*SHORT EXERCISE 1*
Rewrite the part of the Kubota-versus-Mahindra post that begins with "I have a conundrum" and ends after "sell the Mahindra.", changing "11 gpm" to "10 gpm".
*SHORT EXERCISE 2*
Carry the Kubota-versus-Mahindra tractor post forward from its last sentence.

** Start of EXCERPT PROVIDED **

# Kubota M5700 vs Mahindra 6000



## Crest68 (Dec 30, 2021)

I have a conundrum of choosing between the 2 tractors and interested to see if anyone has any opinions of which one would make a better keeper. I have always had the opinion that a Kubota would be of higher quality, but after comparing them side by side, the Mahindra has some merits. Both tractors are 4wd, have a FEL and are right at 800 hours. The Kubota (K) is a 2005 with a Woods 1027 FEL with Quick Attach Conversion for the bucket, the Mahindra (M) is a 2002 with a Mahindra 265 FEL with their version of a quick attach for the bucket. Hydraulic pumps on both tractors are rated at 11 gpm. I've owned the M since 2004 but have an opportunity to buy the Kubota within a couple $K of what i can sell the Mahindra. 
The Mahindra- weight is around 6500#, rear tires are about 2" wider than the Kubota, drawbar is heavier than the Kubota, has a canopy, has a suspension seat, new clutch pp and throwout bearing, new fuel tank since the coating on the old one started flaking off, new starter, rebuilt joystick valve assembly, has set outside most of its life so its faded and has weathered. (The throwout bearing failed, and since the tractor was split, i replaced the clutch and pressure plate)

** End of EXCERPT PROVIDED **
** Start of SOURCE EXCERPT **

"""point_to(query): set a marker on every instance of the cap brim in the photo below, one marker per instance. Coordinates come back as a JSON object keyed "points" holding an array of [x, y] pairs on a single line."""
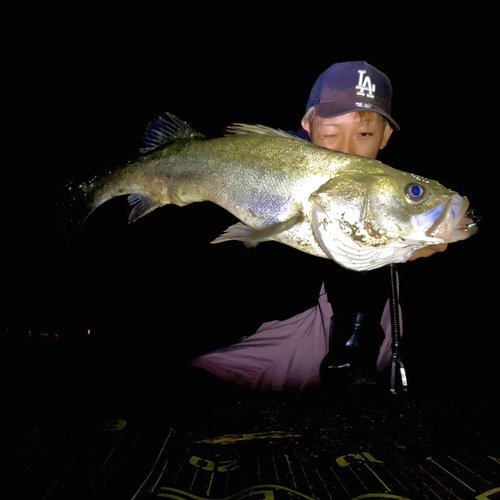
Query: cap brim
{"points": [[338, 108]]}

** End of SOURCE EXCERPT **

*WRITTEN RESPONSE 1*
I have a conundrum of choosing between the 2 tractors and interested to see if anyone has any opinions of which one would make a better keeper. I have always had the opinion that a Kubota would be of higher quality, but after comparing them side by side, the Mahindra has some merits. Both tractors are 4wd, have a FEL and are right at 800 hours. The Kubota (K) is a 2005 with a Woods 1027 FEL with Quick Attach Conversion for the bucket, the Mahindra (M) is a 2002 with a Mahindra 265 FEL with their version of a quick attach for the bucket. Hydraulic pumps on both tractors are rated at 10 gpm. I've owned the M since 2004 but have an opportunity to buy the Kubota within a couple $K of what i can sell the Mahindra.

*WRITTEN RESPONSE 2*
The Kubota- weighs about 4200# and from what I can tell it has had good care, sounds and runs out good, metal (and plastic) are in good shape, tread is a little better than than the M, although the rear tires are a little narrower.
My use of the tractor will be 6' brushog, moving brush and downed trees, some driveway repair/ maintenance, putting in food plots. Although the extra weight of the M is beneficial for front end loader work, I'm not sure that the extra weight will matter for what i will be using it for. 
I can haul the Kubota (without the loader) on my trailer, but would need to road or hire transport of the M
If I go with the K, I will need to buy a canopy for the K or transfer the one from the M to the K, and buy a suspension seat for the K.
Sorry for the long post but wanted to provide all of the details that i could.
Thanks in advance.


----------



## EdF (Sep 15, 2014)

Hello Crest, welcome to the forum.

Just my opinion, but a Kubota is a higher quality machine.


----------



## Tx Jim (Jul 28, 2020)

Welcome to this forum
I like the extra weight of the Mahindra tractor. My neighbor had the engine fail on Mahindra 6530 but engine was replaced under warranty.

Which type reverser does the M5700 have(sync or hyd)? I once owned a Kubota M4900 with identical 5 cyl engine similar to M5700 that I liked this engine when pulling sq baler. I disliked when M4900 sync-shuttle failed after handling may 100's of rd bales. I much prefer the hyd shuttle on my M7040 that has no dry traction clutch to wear out.


----------



## dvcochran (Nov 23, 2010)

I do think Mahindra makes a decent tractor, but my concern is always for service & support. Until Mahindra has a real dealer network this will always be an issue IMHO. 
I am pretty sure your weight data for the Kubota is for a 2-wheel drive with no loader. Check this out: TractorData.com Kubota M5700 tractor information


----------



## Crest68 (Dec 30, 2021)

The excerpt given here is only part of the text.